WHAT TO DO |
Every record here needs to be written out again exactly.

DATA SUPPLIED |
........
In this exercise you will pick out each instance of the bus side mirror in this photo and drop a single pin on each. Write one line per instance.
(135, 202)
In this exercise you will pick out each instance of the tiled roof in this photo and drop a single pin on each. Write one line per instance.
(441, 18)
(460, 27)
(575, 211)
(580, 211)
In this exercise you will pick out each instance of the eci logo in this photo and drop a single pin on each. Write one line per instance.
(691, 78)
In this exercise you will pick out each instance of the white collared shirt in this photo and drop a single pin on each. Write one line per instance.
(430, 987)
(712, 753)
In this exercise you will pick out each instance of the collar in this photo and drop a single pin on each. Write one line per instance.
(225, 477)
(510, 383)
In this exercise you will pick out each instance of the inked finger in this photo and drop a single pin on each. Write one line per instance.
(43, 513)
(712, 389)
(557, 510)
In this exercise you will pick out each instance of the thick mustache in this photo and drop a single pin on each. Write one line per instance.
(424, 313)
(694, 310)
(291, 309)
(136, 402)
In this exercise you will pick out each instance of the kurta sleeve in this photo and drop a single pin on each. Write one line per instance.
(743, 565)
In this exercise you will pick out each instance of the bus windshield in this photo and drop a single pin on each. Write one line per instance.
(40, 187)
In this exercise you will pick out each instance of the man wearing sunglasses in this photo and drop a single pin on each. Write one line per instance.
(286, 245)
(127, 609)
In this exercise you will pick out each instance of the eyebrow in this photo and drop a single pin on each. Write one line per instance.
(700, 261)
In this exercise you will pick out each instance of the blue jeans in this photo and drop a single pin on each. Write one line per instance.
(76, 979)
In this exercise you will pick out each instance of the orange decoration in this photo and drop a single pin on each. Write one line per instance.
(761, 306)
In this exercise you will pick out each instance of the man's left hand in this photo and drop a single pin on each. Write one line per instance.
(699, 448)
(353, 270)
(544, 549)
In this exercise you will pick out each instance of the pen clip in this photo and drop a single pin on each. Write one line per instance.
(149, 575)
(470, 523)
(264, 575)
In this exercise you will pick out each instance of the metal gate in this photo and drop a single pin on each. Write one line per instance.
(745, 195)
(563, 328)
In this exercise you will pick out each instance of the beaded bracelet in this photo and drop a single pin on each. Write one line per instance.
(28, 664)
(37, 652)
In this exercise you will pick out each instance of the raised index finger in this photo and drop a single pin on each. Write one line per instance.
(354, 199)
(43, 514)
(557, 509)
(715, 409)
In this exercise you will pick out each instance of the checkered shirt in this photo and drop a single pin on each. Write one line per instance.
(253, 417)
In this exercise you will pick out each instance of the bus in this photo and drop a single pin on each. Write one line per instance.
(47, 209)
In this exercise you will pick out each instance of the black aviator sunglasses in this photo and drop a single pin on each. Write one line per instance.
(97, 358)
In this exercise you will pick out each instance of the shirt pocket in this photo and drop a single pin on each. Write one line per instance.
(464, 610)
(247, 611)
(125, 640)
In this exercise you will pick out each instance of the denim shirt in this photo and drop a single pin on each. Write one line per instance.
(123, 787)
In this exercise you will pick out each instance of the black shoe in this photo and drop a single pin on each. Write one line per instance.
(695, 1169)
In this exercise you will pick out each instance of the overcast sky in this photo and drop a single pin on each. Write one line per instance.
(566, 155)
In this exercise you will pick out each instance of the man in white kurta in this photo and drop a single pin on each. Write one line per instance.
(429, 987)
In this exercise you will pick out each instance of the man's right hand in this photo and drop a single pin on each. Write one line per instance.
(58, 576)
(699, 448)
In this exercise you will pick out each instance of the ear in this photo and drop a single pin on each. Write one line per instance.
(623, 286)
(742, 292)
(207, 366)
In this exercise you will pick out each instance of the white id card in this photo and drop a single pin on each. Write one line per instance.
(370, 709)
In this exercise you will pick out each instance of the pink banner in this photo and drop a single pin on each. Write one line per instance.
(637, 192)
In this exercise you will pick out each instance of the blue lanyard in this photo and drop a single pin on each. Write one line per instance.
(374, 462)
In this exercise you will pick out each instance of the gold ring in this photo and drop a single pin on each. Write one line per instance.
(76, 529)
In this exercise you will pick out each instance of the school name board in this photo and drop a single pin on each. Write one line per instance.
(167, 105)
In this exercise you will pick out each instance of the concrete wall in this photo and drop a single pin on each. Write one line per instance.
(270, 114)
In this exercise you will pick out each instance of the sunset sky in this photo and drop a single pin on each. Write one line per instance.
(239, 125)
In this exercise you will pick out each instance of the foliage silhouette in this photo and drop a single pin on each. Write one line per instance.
........
TASK RESPONSE |
In this exercise you will pick out each instance of the bus side mirror in this photo and drop a single pin on each. Write one line per instance.
(135, 202)
In this exercise you will pick out each instance of the tiled roof in this photo and drop a single pin on each. Write one line per instance.
(441, 18)
(460, 27)
(575, 211)
(580, 211)
In this exercise you will pick out each instance of the eci logo in this photo and drop a single pin on each. Write one line per instance.
(691, 78)
In this exercise you will pick out each instance of the white collared shirt in this photo and drop a single pin on each. Write one line per instance.
(430, 987)
(712, 753)
In this exercise you will pick out each instance of the collar in this photo and drop a single pin on each. Write one line per instance.
(225, 477)
(510, 383)
In this exercise you will pick out each instance of the inked finger in this photo and drop a single pin on each. Write one line per instance.
(43, 513)
(712, 389)
(557, 510)
In this exercise you will pick out each instance of the thick mustache in this photo and drop a single pin on each. Write one line per instance.
(424, 313)
(694, 310)
(291, 309)
(136, 402)
In this exercise you will pick out each instance of the kurta sleeve in this photo and drop a single pin on each. Write one line per instance.
(743, 565)
In this exercise you will pick out each instance of the bus windshield in this photo and drop a single pin on each. Write one line per instance.
(40, 187)
In this exercise you will pick out each instance of the man wearing sunglasses in this photo and drop a single pin on each. Write one line per instance.
(286, 245)
(127, 609)
In this exercise you will pick out each instance of the eyebrow in this photo and drop a single pin on each. Write one line per instance.
(700, 261)
In this exercise you will pick out each instance of the blue jeans in this photo and drop a single pin on each. Write one line per instance.
(76, 979)
In this exercise you will pick out each instance of the orange decoration in this photo and drop a single pin on each. Write one line per instance.
(761, 306)
In this exercise you will pick out each instance of the man's left hand in this photo and drop a single pin on each. Write one line per instance.
(699, 448)
(353, 270)
(544, 549)
In this exercise you will pick out each instance of the pen clip in this photo and drop a single pin on each. Write one line per instance.
(149, 575)
(470, 523)
(264, 575)
In this exercise you will pick out each instance of the metal gate in this photo and drop a single pin on each. Write one line per instance.
(745, 195)
(563, 328)
In this exercise you will pick out each instance of the beaded bracelet in this photo and drop a single pin on each. Write one line per instance.
(28, 664)
(37, 652)
In this exercise you will pick out each instance of the raised index finger in this photo and drop a single pin on each. Write one line per instance.
(354, 199)
(43, 514)
(557, 509)
(715, 409)
In this exercise you will pick out each instance of the checkered shirt in this photo and drop a single pin on each. Write one line per instance.
(253, 417)
In this exercise you will pick out each instance of the bus in this photo and drop a single pin on each. Write one line per instance.
(47, 209)
In this exercise you will pick out each instance of the black aviator sunglasses in this photo and drop a single pin on each. Write one line per instance.
(97, 358)
In this exercise you will pick out each instance of the shirt pocket in this photo and drop a single pin on each. Write one line per instance.
(464, 610)
(247, 611)
(125, 640)
In this exercise you will pick out each instance of the denim shirt in this photo and drop a single pin on each. Write one line per instance.
(123, 787)
In this exercise you will pick out each instance of the black shoe in this photo and drop a single pin on each. Write one line per instance.
(695, 1169)
In this exercise you will pick out each instance of the overcast sky in this photo and drop a single pin on each. Write one line per instance.
(566, 155)
In this exercise you will pick out each instance of the man in white kurta in this photo and drop a single pin on each. Write one line per instance.
(429, 987)
In this exercise you will pick out each instance of the man's right hand in this photo and drop a single pin on each. Write one line per instance.
(58, 576)
(699, 448)
In this exercise you will pick out each instance of the ear in this photo and drop a single pin on each. Write one line per instance.
(623, 286)
(742, 292)
(207, 366)
In this exercise you will pick out each instance of the white id card in this photo and drop a single pin on each. Write one line per instance.
(370, 709)
In this exercise you will pick out each instance of the pink banner in this photo and drop a single pin on each. Write one line per instance.
(637, 192)
In this exercise you will pick out each instance of the blue lanyard in this photo and drop a single pin on each. Write one line per instance.
(374, 462)
In this exercise you will pick out each instance of the gold ring in this photo and drop a single pin on each. Write one line per instance.
(76, 529)
In this exercise you will pick out each instance of the school name board in this photo and drop a single pin on each. Write one line per instance.
(167, 105)
In this exercise you will pick out each instance of the concrete wall in this photo and drop a single pin on each. Write one line per instance.
(270, 114)
In this exercise you will pick out each instance of the sunset sky in this photo and drop a single pin on each. Write one line per instance.
(239, 125)
In this exercise you will pick out each instance of the foliage silhouette in this photo and drop a single pin on each. Write one line per instance.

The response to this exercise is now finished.